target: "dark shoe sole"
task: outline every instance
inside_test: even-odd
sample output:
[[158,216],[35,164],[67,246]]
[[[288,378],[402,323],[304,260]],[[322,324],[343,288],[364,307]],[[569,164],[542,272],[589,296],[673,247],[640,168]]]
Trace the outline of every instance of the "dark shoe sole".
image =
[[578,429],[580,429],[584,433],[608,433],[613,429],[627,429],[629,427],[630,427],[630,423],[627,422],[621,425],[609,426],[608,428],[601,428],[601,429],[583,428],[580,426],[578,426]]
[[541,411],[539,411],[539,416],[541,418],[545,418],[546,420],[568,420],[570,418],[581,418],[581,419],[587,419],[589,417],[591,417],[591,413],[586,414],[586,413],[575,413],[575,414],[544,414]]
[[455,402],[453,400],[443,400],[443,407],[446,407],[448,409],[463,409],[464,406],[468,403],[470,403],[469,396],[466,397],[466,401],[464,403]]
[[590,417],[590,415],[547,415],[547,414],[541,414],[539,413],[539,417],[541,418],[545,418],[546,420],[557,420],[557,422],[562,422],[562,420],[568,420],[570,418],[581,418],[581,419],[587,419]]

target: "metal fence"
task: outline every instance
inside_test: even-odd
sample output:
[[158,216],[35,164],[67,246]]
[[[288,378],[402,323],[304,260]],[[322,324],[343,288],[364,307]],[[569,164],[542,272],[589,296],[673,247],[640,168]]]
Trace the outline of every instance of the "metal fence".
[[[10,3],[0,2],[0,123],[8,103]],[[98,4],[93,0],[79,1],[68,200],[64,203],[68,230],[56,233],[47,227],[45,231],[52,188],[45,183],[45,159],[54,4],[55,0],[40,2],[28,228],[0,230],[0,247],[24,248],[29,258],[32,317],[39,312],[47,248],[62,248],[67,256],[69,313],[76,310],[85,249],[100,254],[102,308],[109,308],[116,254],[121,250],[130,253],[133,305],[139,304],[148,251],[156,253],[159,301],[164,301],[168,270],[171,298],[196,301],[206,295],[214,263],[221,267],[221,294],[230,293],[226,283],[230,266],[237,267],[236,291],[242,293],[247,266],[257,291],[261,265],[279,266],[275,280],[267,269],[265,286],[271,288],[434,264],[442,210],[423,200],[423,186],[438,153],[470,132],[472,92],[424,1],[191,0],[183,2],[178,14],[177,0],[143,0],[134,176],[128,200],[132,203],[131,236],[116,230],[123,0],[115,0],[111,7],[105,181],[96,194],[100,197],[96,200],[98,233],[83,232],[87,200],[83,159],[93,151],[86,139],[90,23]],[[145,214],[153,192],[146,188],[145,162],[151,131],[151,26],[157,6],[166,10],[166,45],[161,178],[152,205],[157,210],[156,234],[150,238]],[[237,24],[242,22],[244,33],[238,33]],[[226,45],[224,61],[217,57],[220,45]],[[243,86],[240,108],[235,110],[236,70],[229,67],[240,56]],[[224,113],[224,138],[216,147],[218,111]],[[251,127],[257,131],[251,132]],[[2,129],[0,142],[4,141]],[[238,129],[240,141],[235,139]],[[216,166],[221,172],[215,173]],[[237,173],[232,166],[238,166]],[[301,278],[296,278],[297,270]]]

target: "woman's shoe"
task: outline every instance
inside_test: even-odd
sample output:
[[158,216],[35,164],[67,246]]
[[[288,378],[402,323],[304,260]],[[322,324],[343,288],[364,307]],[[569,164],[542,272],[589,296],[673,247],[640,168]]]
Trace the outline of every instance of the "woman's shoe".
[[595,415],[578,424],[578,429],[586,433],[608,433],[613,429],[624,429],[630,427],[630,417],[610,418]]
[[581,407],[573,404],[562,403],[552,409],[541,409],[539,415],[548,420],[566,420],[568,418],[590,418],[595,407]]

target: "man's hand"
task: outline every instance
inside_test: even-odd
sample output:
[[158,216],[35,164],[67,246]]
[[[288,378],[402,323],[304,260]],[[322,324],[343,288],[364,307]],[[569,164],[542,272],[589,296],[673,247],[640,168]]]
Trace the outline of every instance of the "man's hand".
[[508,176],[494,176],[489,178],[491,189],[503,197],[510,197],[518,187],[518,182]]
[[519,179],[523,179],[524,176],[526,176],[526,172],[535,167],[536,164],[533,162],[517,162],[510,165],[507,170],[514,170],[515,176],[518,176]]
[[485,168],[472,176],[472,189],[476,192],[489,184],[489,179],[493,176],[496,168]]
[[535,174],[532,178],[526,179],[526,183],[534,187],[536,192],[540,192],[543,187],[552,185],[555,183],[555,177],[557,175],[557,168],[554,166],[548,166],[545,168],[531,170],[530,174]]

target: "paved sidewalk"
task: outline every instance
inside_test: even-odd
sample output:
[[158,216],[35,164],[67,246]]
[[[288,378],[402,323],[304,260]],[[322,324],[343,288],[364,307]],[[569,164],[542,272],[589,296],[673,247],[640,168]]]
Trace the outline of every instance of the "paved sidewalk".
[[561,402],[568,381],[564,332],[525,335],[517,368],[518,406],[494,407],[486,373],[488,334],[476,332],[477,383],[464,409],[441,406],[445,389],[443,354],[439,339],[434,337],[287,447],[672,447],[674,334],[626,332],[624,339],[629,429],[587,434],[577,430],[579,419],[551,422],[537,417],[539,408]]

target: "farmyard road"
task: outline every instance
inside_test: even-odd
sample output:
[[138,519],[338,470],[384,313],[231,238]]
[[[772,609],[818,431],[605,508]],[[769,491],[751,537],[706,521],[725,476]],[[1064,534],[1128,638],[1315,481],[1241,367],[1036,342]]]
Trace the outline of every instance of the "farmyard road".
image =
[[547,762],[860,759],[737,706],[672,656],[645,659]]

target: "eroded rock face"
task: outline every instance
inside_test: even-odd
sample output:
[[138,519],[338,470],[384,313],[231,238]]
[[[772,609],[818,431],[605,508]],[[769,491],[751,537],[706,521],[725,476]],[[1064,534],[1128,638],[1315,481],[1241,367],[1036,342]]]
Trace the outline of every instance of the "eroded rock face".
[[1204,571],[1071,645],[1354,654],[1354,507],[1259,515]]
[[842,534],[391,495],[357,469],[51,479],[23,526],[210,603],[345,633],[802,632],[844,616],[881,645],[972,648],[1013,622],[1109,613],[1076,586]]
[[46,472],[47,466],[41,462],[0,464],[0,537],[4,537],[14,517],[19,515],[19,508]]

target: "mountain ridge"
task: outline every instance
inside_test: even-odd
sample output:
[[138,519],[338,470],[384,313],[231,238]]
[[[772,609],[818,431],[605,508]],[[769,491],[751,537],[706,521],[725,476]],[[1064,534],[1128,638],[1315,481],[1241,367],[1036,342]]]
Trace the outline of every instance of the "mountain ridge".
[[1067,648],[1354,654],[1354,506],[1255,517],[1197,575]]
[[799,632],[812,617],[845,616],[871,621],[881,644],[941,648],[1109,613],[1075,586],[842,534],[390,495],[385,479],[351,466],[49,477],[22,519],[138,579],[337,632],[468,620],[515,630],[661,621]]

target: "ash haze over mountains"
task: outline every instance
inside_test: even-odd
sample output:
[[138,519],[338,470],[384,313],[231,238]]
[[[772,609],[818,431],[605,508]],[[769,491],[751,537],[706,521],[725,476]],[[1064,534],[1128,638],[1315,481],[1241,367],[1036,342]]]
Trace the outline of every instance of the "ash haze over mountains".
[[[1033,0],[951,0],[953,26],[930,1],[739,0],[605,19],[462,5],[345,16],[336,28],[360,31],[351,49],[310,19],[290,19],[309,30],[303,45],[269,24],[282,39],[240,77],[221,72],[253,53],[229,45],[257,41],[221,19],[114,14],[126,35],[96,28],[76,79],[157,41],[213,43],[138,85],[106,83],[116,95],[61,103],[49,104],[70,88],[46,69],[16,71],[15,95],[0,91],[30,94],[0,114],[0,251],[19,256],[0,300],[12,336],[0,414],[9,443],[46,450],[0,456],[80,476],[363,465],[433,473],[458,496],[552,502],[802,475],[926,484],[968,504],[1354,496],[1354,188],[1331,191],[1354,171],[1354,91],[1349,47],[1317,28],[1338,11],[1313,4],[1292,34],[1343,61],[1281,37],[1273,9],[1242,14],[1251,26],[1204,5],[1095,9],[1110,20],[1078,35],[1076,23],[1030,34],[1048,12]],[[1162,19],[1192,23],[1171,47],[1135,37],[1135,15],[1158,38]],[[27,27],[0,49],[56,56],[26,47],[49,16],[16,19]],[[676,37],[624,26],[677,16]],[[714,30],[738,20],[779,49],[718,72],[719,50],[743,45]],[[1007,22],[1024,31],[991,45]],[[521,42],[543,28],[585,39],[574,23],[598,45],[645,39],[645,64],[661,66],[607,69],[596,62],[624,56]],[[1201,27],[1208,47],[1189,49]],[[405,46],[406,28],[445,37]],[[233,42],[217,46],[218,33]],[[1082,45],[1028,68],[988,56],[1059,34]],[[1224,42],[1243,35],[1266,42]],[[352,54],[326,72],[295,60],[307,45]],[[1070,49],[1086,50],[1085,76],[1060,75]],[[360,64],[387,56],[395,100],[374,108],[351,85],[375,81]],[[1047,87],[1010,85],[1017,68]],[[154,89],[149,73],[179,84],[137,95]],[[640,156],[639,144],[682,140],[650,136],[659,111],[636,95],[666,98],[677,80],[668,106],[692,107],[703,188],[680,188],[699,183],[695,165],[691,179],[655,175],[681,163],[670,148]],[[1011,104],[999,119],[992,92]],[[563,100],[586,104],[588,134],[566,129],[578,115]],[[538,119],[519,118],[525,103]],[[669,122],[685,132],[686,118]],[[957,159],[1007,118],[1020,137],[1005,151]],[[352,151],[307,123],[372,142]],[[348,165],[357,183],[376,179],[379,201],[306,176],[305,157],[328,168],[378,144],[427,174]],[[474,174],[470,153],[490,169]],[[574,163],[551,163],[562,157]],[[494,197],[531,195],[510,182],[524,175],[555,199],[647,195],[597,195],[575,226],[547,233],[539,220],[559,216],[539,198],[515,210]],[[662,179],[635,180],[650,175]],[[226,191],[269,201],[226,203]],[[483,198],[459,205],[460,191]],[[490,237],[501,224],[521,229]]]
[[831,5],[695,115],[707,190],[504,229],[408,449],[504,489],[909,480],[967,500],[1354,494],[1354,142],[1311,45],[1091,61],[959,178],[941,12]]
--- --- ---
Consignes à suivre:
Relevez, en les recopiant, toutes les lignes de la liste ci-dessus où figure le mot « farmyard ».

Tâche accomplie:
target: "farmyard road"
Trace the outline of every instance of the "farmyard road".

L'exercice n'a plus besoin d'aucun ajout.